═══ MATERIAL SUPPLIED ═══

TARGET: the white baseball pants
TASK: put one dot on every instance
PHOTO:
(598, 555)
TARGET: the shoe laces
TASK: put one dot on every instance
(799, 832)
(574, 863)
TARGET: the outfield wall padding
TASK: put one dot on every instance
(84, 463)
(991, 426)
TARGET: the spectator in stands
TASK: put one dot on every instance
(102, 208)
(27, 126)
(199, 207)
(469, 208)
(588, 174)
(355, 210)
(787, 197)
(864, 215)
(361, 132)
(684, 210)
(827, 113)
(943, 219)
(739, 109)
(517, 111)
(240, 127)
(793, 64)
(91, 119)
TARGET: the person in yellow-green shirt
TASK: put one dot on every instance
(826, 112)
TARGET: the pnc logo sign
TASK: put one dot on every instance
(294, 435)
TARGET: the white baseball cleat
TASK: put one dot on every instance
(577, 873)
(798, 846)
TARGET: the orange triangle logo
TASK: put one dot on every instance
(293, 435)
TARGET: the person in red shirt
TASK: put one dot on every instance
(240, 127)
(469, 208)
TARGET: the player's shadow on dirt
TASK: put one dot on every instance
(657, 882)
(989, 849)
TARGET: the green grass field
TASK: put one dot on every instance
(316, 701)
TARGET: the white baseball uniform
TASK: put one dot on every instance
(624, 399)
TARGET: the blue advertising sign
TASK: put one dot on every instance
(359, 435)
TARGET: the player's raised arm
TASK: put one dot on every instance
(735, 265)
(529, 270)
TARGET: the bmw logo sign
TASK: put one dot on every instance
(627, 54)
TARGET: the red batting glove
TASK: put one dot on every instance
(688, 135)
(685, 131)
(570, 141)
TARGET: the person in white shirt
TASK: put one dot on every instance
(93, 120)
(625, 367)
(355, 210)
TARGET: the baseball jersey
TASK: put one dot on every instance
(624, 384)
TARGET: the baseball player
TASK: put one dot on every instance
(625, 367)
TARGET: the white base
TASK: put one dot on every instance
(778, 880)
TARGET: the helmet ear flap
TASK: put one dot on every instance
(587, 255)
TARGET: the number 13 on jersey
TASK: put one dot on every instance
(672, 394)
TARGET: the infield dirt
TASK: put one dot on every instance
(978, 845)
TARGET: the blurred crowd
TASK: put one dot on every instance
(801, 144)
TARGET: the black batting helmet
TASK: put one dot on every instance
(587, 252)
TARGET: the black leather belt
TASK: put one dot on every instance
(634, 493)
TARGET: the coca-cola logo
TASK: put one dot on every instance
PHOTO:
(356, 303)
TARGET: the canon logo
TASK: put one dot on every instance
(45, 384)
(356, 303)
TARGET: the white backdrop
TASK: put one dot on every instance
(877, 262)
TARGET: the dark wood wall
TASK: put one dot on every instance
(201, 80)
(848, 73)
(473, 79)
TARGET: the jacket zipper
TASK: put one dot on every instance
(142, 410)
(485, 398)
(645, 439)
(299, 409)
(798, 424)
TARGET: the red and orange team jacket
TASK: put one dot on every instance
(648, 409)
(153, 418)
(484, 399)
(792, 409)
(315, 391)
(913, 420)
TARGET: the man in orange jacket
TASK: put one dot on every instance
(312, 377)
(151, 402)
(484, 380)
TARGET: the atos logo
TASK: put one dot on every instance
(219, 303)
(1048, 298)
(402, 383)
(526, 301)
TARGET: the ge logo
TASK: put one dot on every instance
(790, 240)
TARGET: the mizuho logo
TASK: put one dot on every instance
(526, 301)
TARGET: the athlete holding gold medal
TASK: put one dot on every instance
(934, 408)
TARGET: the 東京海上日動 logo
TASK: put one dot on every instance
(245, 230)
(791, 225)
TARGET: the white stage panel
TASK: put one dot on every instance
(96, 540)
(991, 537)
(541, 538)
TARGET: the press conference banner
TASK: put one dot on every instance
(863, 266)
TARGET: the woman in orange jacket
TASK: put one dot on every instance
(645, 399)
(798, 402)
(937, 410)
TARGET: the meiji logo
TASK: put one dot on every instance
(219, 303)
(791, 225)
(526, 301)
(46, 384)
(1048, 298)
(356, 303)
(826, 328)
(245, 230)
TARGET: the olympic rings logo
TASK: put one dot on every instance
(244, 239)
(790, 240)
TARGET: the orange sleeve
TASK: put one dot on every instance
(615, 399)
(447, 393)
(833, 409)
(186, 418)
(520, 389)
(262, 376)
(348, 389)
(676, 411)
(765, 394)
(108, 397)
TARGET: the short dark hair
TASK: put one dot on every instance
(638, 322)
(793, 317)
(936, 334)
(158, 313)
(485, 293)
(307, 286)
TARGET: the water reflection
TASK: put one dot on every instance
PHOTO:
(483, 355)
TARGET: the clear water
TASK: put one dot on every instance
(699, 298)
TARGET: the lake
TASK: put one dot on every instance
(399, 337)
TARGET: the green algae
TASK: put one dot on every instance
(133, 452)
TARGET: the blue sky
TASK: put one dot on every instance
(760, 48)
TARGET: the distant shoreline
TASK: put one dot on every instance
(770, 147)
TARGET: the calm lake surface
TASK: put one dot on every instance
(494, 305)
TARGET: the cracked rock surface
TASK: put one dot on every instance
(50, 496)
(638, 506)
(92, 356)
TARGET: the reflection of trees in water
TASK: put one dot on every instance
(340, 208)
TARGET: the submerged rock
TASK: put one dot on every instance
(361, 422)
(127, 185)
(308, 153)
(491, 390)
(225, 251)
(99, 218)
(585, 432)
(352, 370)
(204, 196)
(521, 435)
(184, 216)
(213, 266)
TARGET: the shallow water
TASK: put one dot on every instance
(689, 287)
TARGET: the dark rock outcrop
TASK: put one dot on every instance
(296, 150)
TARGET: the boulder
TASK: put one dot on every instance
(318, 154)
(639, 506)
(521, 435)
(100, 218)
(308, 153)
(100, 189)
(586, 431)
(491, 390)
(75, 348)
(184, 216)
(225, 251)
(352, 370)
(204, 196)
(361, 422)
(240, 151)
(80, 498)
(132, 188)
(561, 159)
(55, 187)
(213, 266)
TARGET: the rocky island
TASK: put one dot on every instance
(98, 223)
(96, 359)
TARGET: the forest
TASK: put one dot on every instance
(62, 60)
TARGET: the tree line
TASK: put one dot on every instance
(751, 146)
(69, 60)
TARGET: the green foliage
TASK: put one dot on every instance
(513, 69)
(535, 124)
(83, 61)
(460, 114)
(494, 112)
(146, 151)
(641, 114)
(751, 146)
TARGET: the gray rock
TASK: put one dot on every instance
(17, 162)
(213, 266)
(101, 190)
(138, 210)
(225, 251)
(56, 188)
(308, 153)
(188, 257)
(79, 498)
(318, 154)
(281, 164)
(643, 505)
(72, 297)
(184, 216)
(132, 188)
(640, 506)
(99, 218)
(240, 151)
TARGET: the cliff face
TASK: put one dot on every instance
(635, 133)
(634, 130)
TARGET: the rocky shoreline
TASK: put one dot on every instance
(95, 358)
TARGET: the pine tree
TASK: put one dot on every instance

═══

> **THE TASK**
Repeat every one of the records above word for word, from the first line to the last.

> **OUTPUT BELOW**
TARGET: the white baseball pants
TASK: put one dot on every instance
PHOTO:
(598, 555)
TARGET: the shoe laces
TASK: put one dot on every instance
(799, 832)
(574, 863)
TARGET: the outfield wall padding
TASK: put one dot on every instance
(84, 463)
(991, 426)
TARGET: the spectator in stands
TASK: put one dot on every instance
(102, 208)
(27, 126)
(199, 207)
(469, 208)
(588, 174)
(355, 210)
(787, 197)
(864, 215)
(361, 132)
(684, 210)
(827, 113)
(943, 219)
(739, 109)
(517, 111)
(240, 127)
(793, 64)
(91, 119)
TARGET: the person in yellow-green shirt
TASK: put one dot on every instance
(826, 112)
TARGET: the pnc logo sign
TASK: put one dot on every instance
(294, 435)
TARGET: the white baseball cleat
TASK: put one dot on every instance
(577, 873)
(798, 846)
TARGET: the orange triangle logo
TASK: put one dot on every instance
(293, 435)
TARGET: the person in red shirt
TASK: put one dot on every instance
(240, 127)
(469, 208)
TARGET: the player's shadow on dirt
TASK: put one dot on every instance
(657, 882)
(989, 849)
TARGET: the green grass field
TASK: put one dot on every instance
(316, 701)
TARGET: the white baseball uniform
TASK: put one dot on every instance
(624, 399)
TARGET: the blue advertising sign
TASK: put one dot on every instance
(359, 435)
TARGET: the player's raised arm
TASK: put one dot on every instance
(735, 265)
(529, 270)
TARGET: the bmw logo sign
TASK: put one dot on every instance
(627, 54)
TARGET: the red batting glove
TASK: put one dot on every instance
(688, 135)
(685, 131)
(570, 141)
TARGET: the person in white shirt
TASK: put one dot on every instance
(93, 120)
(625, 367)
(355, 210)
TARGET: the baseball jersey
TASK: put one dot on every instance
(624, 384)
TARGET: the baseball player
TASK: put one dot on every instance
(625, 367)
TARGET: the white base
TASK: put one dot on every instance
(778, 880)
TARGET: the helmet ear flap
TASK: put one dot on every instance
(587, 255)
TARGET: the number 13 on jersey
TASK: put one dot on every instance
(672, 394)
TARGET: the infield dirt
TASK: put one dot on every instance
(978, 845)
TARGET: the blurred crowd
TASK: put one dot on every instance
(801, 144)
TARGET: the black batting helmet
TASK: put one dot on every instance
(587, 252)
TARGET: the black leather belt
TASK: put one dot on every instance
(634, 493)
TARGET: the coca-cola logo
TASK: put one dot on every instance
PHOTO:
(356, 303)
TARGET: the canon logo
TASK: put one dot on every instance
(45, 384)
(356, 303)
TARGET: the white backdrop
TASK: put one dot on every instance
(877, 262)
TARGET: the dark wood wall
TASK: put one dot on every instance
(201, 80)
(848, 73)
(473, 79)
TARGET: the jacket zipper
TASK: put one dot on every instance
(142, 410)
(485, 398)
(645, 439)
(299, 409)
(798, 424)
TARGET: the red and orange team jacket
TASK: put one dot on every instance
(648, 409)
(153, 418)
(484, 399)
(792, 409)
(315, 391)
(913, 420)
TARGET: the man in orange jacket
TASK: put one dot on every instance
(312, 377)
(151, 402)
(484, 380)
TARGET: the atos logo
TASK: put one dot on every instance
(219, 303)
(1048, 298)
(402, 383)
(526, 301)
TARGET: the ge logo
TASK: put one dot on every instance
(790, 240)
TARGET: the mizuho logo
TASK: put one dot on every instance
(526, 301)
TARGET: the athlete holding gold medal
TASK: put one dot on every instance
(934, 408)
TARGET: the 東京海上日動 logo
TASK: put one dot on every instance
(245, 230)
(791, 225)
TARGET: the white stage panel
TASK: put one dot on every instance
(96, 540)
(991, 537)
(541, 538)
TARGET: the press conference banner
TASK: put one dot on every instance
(863, 266)
TARGET: the woman in orange jacket
TASK: put one dot on every instance
(645, 399)
(798, 402)
(937, 410)
TARGET: the meiji logo
TASK: put one dot on every instance
(219, 303)
(791, 225)
(526, 301)
(46, 384)
(1048, 298)
(356, 303)
(826, 328)
(245, 230)
TARGET: the olympic rings logo
TASK: put one dot on every instance
(244, 239)
(790, 240)
TARGET: the orange sleeve
TASK: put one dot on every instance
(615, 399)
(447, 393)
(833, 409)
(186, 418)
(520, 389)
(262, 376)
(348, 389)
(676, 411)
(765, 394)
(108, 397)
TARGET: the short dark hair
TASK: put one dot on every instance
(638, 322)
(793, 317)
(936, 334)
(158, 313)
(485, 293)
(307, 286)
TARGET: the water reflection
TASK: put one dot on every instance
PHOTO:
(483, 355)
TARGET: the clear water
TASK: put one dot on every instance
(699, 298)
TARGET: the lake
TASK: put one dot on every instance
(399, 337)
TARGET: the green algae
TASK: put one dot on every instance
(133, 452)
TARGET: the blue sky
TASK: put one dot on every instance
(760, 48)
TARGET: the distant shoreline
TASK: put one dot on every instance
(770, 147)
TARGET: the calm lake surface
TASK: put one dot on every instance
(494, 305)
TARGET: the cracked rock surface
TASK: put one dot on every instance
(50, 496)
(638, 506)
(92, 356)
TARGET: the reflection of trees in water
TASK: put one dot on every instance
(340, 208)
TARGET: the submerged rock
TASK: put one dot on every instance
(361, 422)
(127, 185)
(308, 153)
(491, 390)
(225, 251)
(99, 218)
(585, 432)
(352, 370)
(204, 196)
(521, 435)
(184, 216)
(213, 266)
TARGET: the shallow water
TASK: put one dot on every instance
(689, 287)
TARGET: the dark rock outcrop
TASK: put one dot on every instance
(296, 150)
TARGET: the boulder
TASK: put one dot on every instance
(318, 154)
(639, 506)
(521, 435)
(100, 218)
(308, 153)
(100, 189)
(586, 431)
(491, 390)
(75, 348)
(184, 216)
(225, 251)
(352, 370)
(204, 196)
(361, 422)
(240, 151)
(80, 498)
(132, 188)
(561, 159)
(55, 187)
(213, 266)
TARGET: the rocky island
TASK: put one dot on every instance
(98, 223)
(96, 359)
TARGET: the forest
TASK: put one dot on every instance
(62, 60)
TARGET: the tree line
TASK: put one dot on every instance
(751, 146)
(69, 60)
TARGET: the green foliage
TASK: put one dot on every instance
(513, 69)
(535, 124)
(83, 61)
(460, 114)
(494, 112)
(146, 151)
(641, 114)
(751, 146)
TARGET: the gray rock
TASK: put one dot on every instance
(17, 162)
(213, 266)
(101, 190)
(138, 210)
(225, 251)
(56, 188)
(308, 153)
(188, 257)
(79, 498)
(318, 154)
(281, 164)
(643, 505)
(72, 297)
(184, 216)
(132, 188)
(640, 506)
(99, 218)
(240, 151)
TARGET: the cliff face
TASK: put one dot on every instance
(635, 133)
(634, 130)
TARGET: the rocky shoreline
TASK: put one dot on every instance
(95, 358)
TARGET: the pine tree
TASK: put one dot on every instance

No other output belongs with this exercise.